- _BRIEF 1_:
Reproduce the labeled region data rows below word for word, and leave the pictures out of your answer.

- _SELECTED PASSAGE_:
--- begin ---
Congratulations, you got promoted! What’s that? It’s an internal promotion and you’re now supervising your old team? Oh. Well, congratulations, you will now try to navigate one of the trickiest professional transitions anyone can make … ever. Yaaaaay.

This topic – moving from peer to manager - is one I’m asked about by my clients constantly. If you do the right things early on, you will be wildly successful. But if you get it wrong, you could spend years in turmoil feeling frustrated, hurt, and ineffective. That’s why, in this episode of Your Practice Ain’t Perfect, I’ll tell you what you have to do to successfully evolve from peer to manager. Keep watching…

OK, so you’re now in charge of all your friends and former colleagues. Awesome. This should be a breeze, right? Because you were one of them and they all like and respect you? Au contraire, my friend, whether you realize it or not, you are now navigating a professional minefield. If you want this to work at all, there are 4 things you need to start doing as soon as you step in to this role:

First: Manage your own expectations. Don’t assume that everyone will be on your side because you were once one of them. It’s the opposite actually, you will be watched very closely by everyone and will have to prove yourself all over again, so take nothing for granted.

Second: Prepare for your relationships to change. And I mean prepare yourself and prepare others. It may not make sense for you to keep going to happy hour or friending everyone in the office on Facebook. The boundaries have shifted, so be ready for that. Then, tell others to expect that as well.

If you have close personal friendships with team members, sit down with them, individually, and get them ready for this change. Tell them that things will be different even if you’re not sure how. Be clear that how much you respect and care for them hasn’t changed, but that the interactions you have might be different. Be clear about how important it is to you that you both keep the lines of communication open at all times.
--- end ---
Excerpts of labeled region data
--- begin ---
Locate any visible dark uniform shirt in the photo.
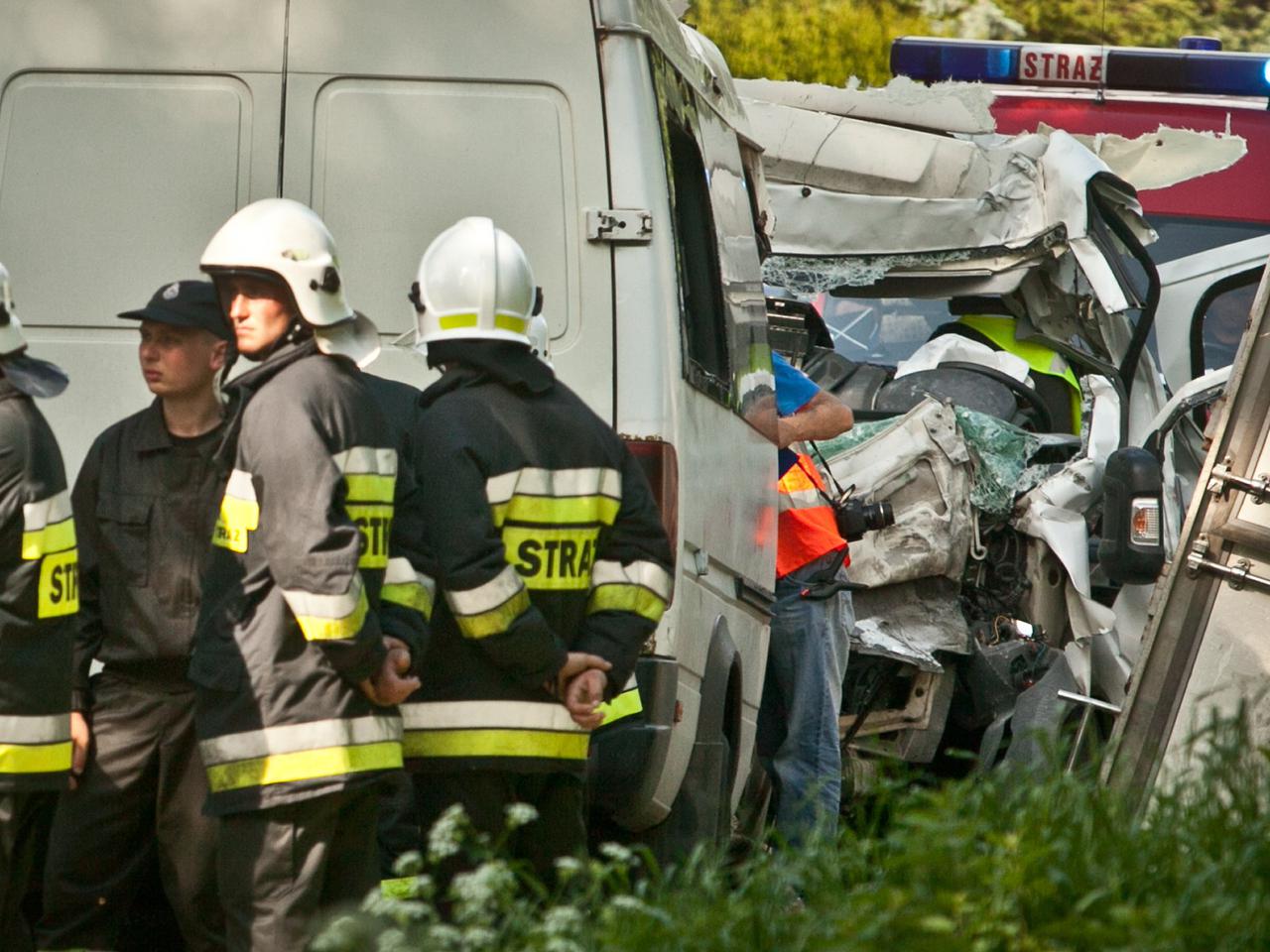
[190,340,423,815]
[401,345,673,774]
[71,400,228,710]
[0,380,78,792]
--- end ---
- _BRIEF 2_:
Rewrite the passage on moving from peer to manager from "First: Manage your" to "that as well.", switching "Facebook" to "Instagram".

- _TASK SOLUTION 1_:
Locate any visible dark uniform shirt in the photo.
[190,340,423,815]
[401,345,673,774]
[71,400,228,710]
[0,380,78,792]

- _TASK SOLUTION 2_:
First: Manage your own expectations. Don’t assume that everyone will be on your side because you were once one of them. It’s the opposite actually, you will be watched very closely by everyone and will have to prove yourself all over again, so take nothing for granted.

Second: Prepare for your relationships to change. And I mean prepare yourself and prepare others. It may not make sense for you to keep going to happy hour or friending everyone in the office on Instagram. The boundaries have shifted, so be ready for that. Then, tell others to expect that as well.